◆ **Set exercise 1**:
Answer these from the IRS excerpt, one per line:
(a) How many days before a general election does the proposed time-frame reach?
(b) By what vote did the Court in Citizens United reject the challenges to the disclosure requirements?
(c) Under which section of the tax code is the tax exempt status in question determined?
◆ **Set exercise 2**:
Quote the IRS excerpt word for word, from "This same informational" up to and including "under section 501(c)(4).".

◆ **Excerpt to read**:
The IRS proposed as part of the definition of “candidate-related political activity” to include any public communication that refers to a candidate in the period 30 days before a primary election or 60 days before a general election.  In approving of this part of the proposed definition, the comments state:

We agree that the proposed time-frame test, which is based on the existing definition of “electioneering communications,” is a valuable component of an IRS definition of “candidate-related political activity.”  This kind of time-frame standard is a test that has been determined by Congress to encompass public communications that are substantially likely to be campaign-related.  Importantly, this test has been upheld by the Supreme Court for purposes of the federal disclosure laws.  In Citizens United, the Court, by an 8-1 vote, rejected a number of challenges, including an overbreadth challenge, to disclosure requirements imposed on groups making electioneering communications.  In particular, the Court rejected the “contention that the disclosure requirements must be limited to speech that is the functional equivalent of express advocacy.”  558 U.S. at 369.  The Court said that “[e]ven if the ads only pertain to a commercial transaction, the public has an interest in knowing who is speaking about a candidate shortly before an election.”  Id. (emphasis added).

This same informational interest supports the proposed time-frame definition of “candidate-related political activity” for section 501(c)(4) organizations.  The time-frame definition is also supported by the agency’s interest (and the public’s interest) in clarity and precision in the standards used for determining tax exempt status under section 501(c)(4).

◆ **Stored data**:
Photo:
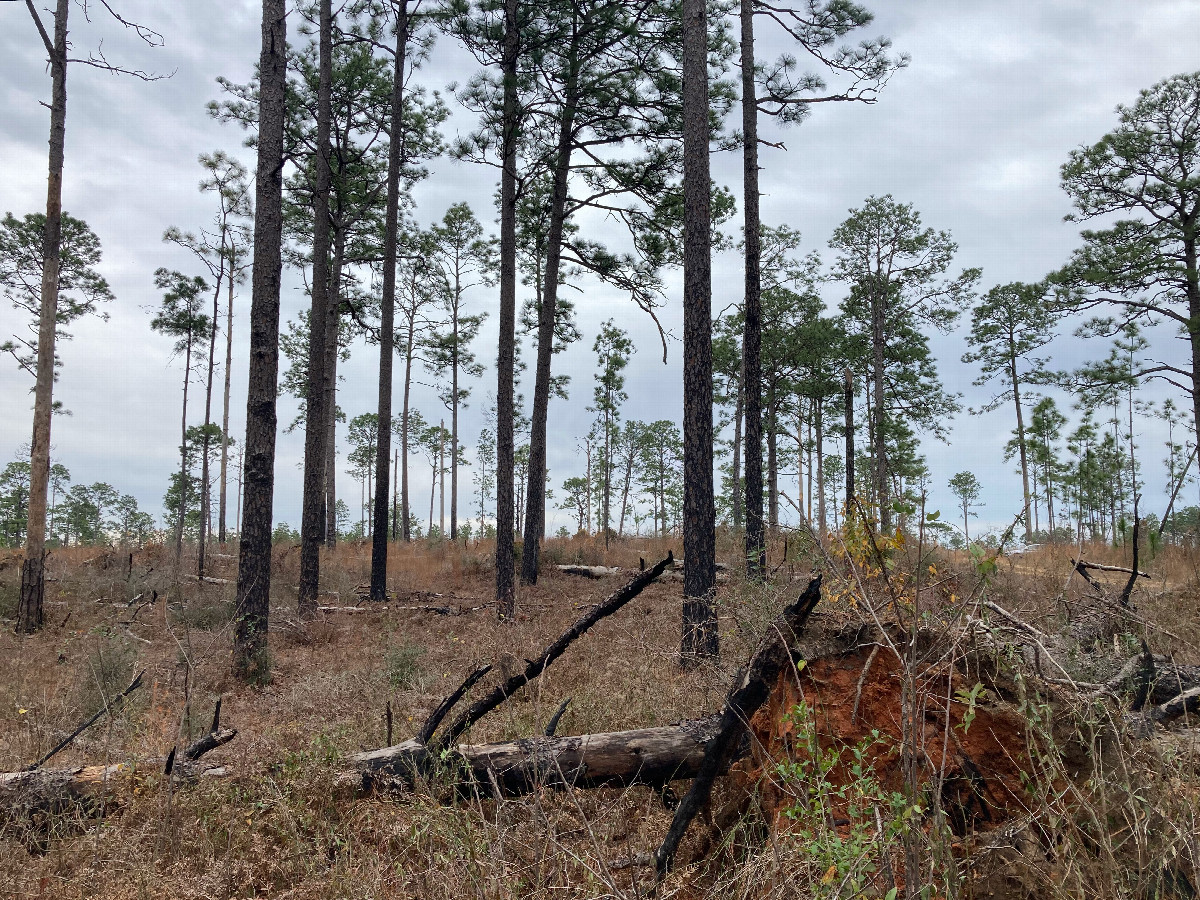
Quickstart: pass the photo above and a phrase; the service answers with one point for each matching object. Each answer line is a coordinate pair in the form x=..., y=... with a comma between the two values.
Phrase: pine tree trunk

◆ **Reply 1**:
(a) 60 days
(b) 8-1
(c) Section 501(c)(4)

◆ **Reply 2**:
This same informational interest supports the proposed time-frame definition of “candidate-related political activity” for section 501(c)(4) organizations.  The time-frame definition is also supported by the agency’s interest (and the public’s interest) in clarity and precision in the standards used for determining tax exempt status under section 501(c)(4).